— WORK REQUIRED —
Copy the records below word for word, leaving out the pictures.
------
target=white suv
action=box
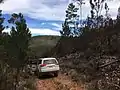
[37,58,60,77]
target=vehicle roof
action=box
[39,57,56,60]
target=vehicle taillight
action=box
[40,64,46,67]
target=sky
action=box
[0,0,120,36]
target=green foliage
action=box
[60,3,79,36]
[5,13,31,68]
[90,0,107,28]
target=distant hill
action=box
[30,35,60,57]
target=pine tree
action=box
[61,3,79,36]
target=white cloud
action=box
[0,0,69,20]
[0,0,120,20]
[3,28,60,36]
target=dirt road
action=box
[36,74,84,90]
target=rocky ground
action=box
[36,74,85,90]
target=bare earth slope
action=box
[36,74,84,90]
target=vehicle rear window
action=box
[43,59,57,64]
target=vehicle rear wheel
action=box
[54,72,58,77]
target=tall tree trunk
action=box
[15,68,20,90]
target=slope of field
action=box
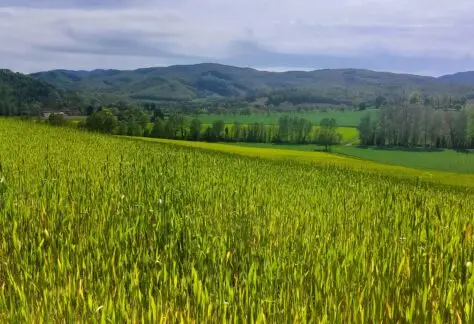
[0,120,474,323]
[134,137,474,187]
[197,109,378,127]
[222,139,474,174]
[333,146,474,173]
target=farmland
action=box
[196,109,377,127]
[0,120,474,323]
[227,140,474,174]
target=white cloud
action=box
[0,0,474,71]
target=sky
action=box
[0,0,474,76]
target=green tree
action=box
[150,118,166,138]
[48,113,67,126]
[317,118,340,151]
[375,96,387,109]
[212,120,225,141]
[86,109,118,134]
[189,118,201,141]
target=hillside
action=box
[439,71,474,86]
[32,63,474,104]
[0,70,80,115]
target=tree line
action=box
[358,102,474,149]
[82,108,342,149]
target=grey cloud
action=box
[36,28,206,59]
[221,41,474,75]
[0,0,474,74]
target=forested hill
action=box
[439,71,474,86]
[0,70,81,116]
[32,63,474,104]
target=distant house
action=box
[41,109,71,118]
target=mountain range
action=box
[4,63,474,114]
[0,70,82,115]
[31,63,474,106]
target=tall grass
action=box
[0,120,474,323]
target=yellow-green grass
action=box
[0,120,474,323]
[148,123,359,144]
[134,137,474,187]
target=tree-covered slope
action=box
[0,70,81,115]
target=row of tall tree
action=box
[150,115,342,149]
[358,104,474,149]
[85,108,342,149]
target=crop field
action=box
[334,146,474,173]
[193,109,377,127]
[226,140,474,175]
[0,120,474,323]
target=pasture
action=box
[0,120,474,323]
[196,109,378,127]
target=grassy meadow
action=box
[231,140,474,176]
[0,120,474,323]
[196,109,378,127]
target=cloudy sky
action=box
[0,0,474,75]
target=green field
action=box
------
— WRITTEN SOLUTION —
target=white suv
action=box
[37,58,60,77]
target=vehicle roof
action=box
[39,57,56,60]
target=vehicle taillight
action=box
[40,64,46,67]
target=sky
action=box
[0,0,120,36]
target=green foliage
action=box
[60,3,79,36]
[5,13,31,68]
[90,0,107,28]
target=distant hill
action=box
[30,35,60,57]
target=pine tree
action=box
[61,3,79,36]
target=white cloud
action=box
[0,0,69,20]
[0,0,120,20]
[3,28,60,36]
target=dirt road
action=box
[36,74,84,90]
target=rocky ground
action=box
[36,74,85,90]
target=bare earth slope
action=box
[36,74,84,90]
target=vehicle rear window
action=box
[43,59,57,64]
target=vehicle rear wheel
action=box
[54,72,58,77]
target=tall tree trunk
action=box
[15,68,20,90]
target=slope of field
action=box
[0,120,474,323]
[134,137,474,187]
[197,109,378,127]
[222,139,474,174]
[333,146,474,173]
target=farmland
action=box
[196,109,377,127]
[0,120,474,323]
[227,140,474,174]
target=white cloud
action=box
[0,0,474,71]
target=sky
action=box
[0,0,474,76]
target=green tree
action=box
[150,118,166,138]
[48,113,67,126]
[317,118,340,151]
[375,96,387,109]
[212,120,225,141]
[86,109,118,134]
[189,118,201,141]
target=hillside
action=box
[439,71,474,86]
[32,63,474,104]
[0,70,80,115]
target=tree line
action=box
[358,102,474,149]
[82,108,342,149]
target=grey cloud
action=box
[36,28,206,59]
[221,41,474,75]
[0,0,474,74]
target=forested hill
action=box
[439,71,474,86]
[0,70,81,116]
[32,63,474,104]
target=distant house
action=box
[41,109,71,118]
target=mountain range
action=box
[4,63,474,114]
[0,70,82,115]
[31,63,474,106]
target=tall grass
action=box
[0,120,474,323]
target=yellow-green grass
action=box
[0,120,474,323]
[148,123,359,144]
[134,137,474,187]
target=tree-covered slope
action=box
[0,70,81,115]
target=row of tall tree
action=box
[150,115,342,149]
[358,104,474,149]
[85,108,342,149]
target=crop field
action=box
[334,146,474,173]
[193,109,377,127]
[226,140,474,175]
[0,120,474,323]
target=pasture
action=box
[0,120,474,323]
[196,109,378,127]
target=grassy meadow
action=box
[231,140,474,176]
[0,120,474,323]
[196,109,378,127]
target=cloudy sky
action=box
[0,0,474,75]
target=green field
action=box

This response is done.